*Activity 1*
In the blog post about Jess and Natalie, what is the name of the Oshkosh bar that the writer likes?
*Activity 2*
Write a continuation of the blog post about Jess and Natalie, beginning immediately after its final sentence.

*Text for analysis*
______________________________

Tuesday, September 14, 2010

Pale Blue eyes, said sweet Jane

Got some news about what happened to Jess' brother and his brother's girlfriend after he broke up with me. Rory moved out and in with a new girl, Natalie got her heart broken too, and even worse than I did. She is still living in Rory's dad's house with Jess. She's seeing someone. I think now that she's not with Rory, and I'm not with Jess, it would be fun to go out with her to the bar in Oshkosh. I like this one bar call the Lizard lounge. Go out me the fat one, her the skinny one, and just get shit faced. Hopefully I can not have to see Jess. I think he thinks I'm trying to get back with him. The furthest thing from my mind is getting back with him. I'm over him now.

All these things are interesting to me, but to you, well you could probably care less. I say that I'm over Jess, but really in the back of my head I'm thinking I can go out with Natalie in Oshkosh, and since she still lives with Jess, I would have to stay over at Jess' house and then would get to see him. It would be awkward, and I wouldn't know what to say to him. I would defiantly make it seem like I was totally over him. I might even try to avoid him , and just try to pop my head in and just look at him for a second. Not even let him know I was there.

If Jess were to ask me to have sex I'd say yes, but if he were to ask me to be in a relationship I say hell no. Even if he asked me if it could back to how it was I would say no. I got to emotionally involved and he didn't. I got hurt he didn't. To get him to text me back, I had to make it clear I was not texting him in order to get him back. Which is true. I was just curious as to what happened between Natalie and Rory.

______________________________

*Dataset extract*
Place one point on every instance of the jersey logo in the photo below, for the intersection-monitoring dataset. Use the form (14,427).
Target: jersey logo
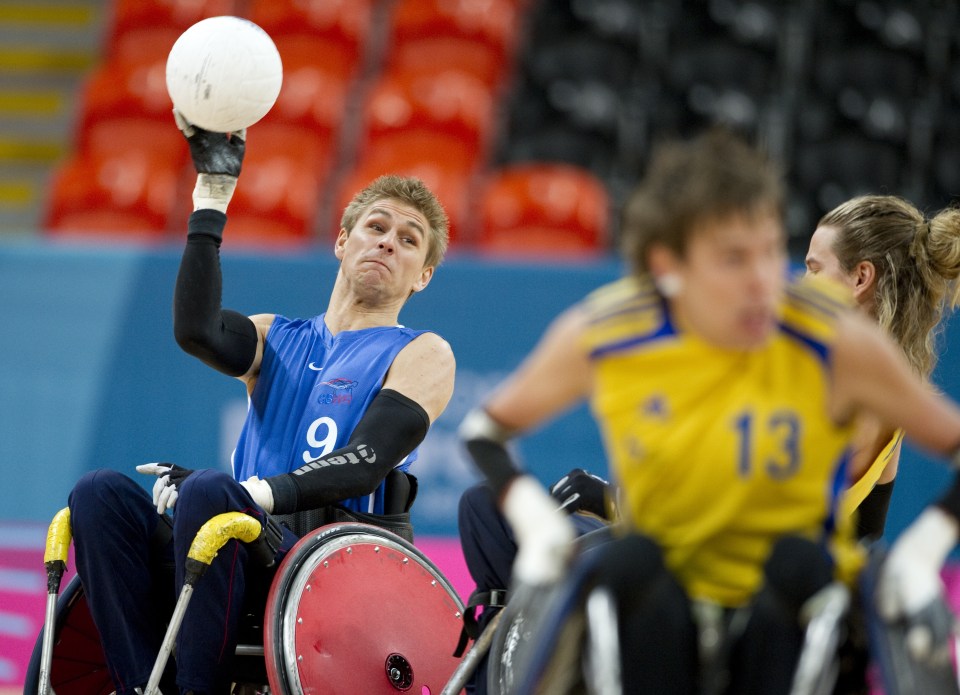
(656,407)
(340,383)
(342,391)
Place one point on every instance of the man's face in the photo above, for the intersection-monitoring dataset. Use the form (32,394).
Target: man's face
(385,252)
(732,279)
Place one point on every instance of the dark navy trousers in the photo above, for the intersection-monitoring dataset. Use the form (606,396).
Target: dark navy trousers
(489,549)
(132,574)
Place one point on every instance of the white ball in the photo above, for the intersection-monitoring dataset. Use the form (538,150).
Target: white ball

______________________________

*Task response 1*
The Lizard Lounge.

*Task response 2*
I just plugged in my MP3 player and nothing is coming up. It went dead, and the battery wasn't even all the way dead. Bullocks, I hope this one didn't take a shit on me. I paid 90 dollars for it. I didn't get insurance on it, so I can't send it back for a new one. I think they come with a year warranty that nothing will go wrong with them directly from the factory. So I can send it back and get a new if this one is defective. This one is hard to use, its a touch pad, and it never does what I want it to do when I touch its pad.

But, I'm going to go, and work on my Mp3 player, and spell check this blog. Now that I told the truth of how I feel. God, I would be mortified if Jesse read this blog. Thank God he never took an interest in my blog even when we were together, and my blogs were all about him. I still thing its weird that he never cared to read what I wrote about him.

2 comments:

elizabeth said...

Anna, you really need to find something constructive to do besides go to the clinic, blog, sleep etc. If you cannot get a job, atleast volunteer or something. Help with English as a second language, read to people in nursing homes, volunteer at the animal shelter...SOMETHING!! Now you are on a vicious treadmill and nothing will ever change unless you do SOMETHING!! I have become very fond of you just through reading your blog, I and many others I am sure want better for you! IMHO........

Sarcastic Bastard said...

I think it's weird too, but men are weird. I would want to know what somebody was writing about me.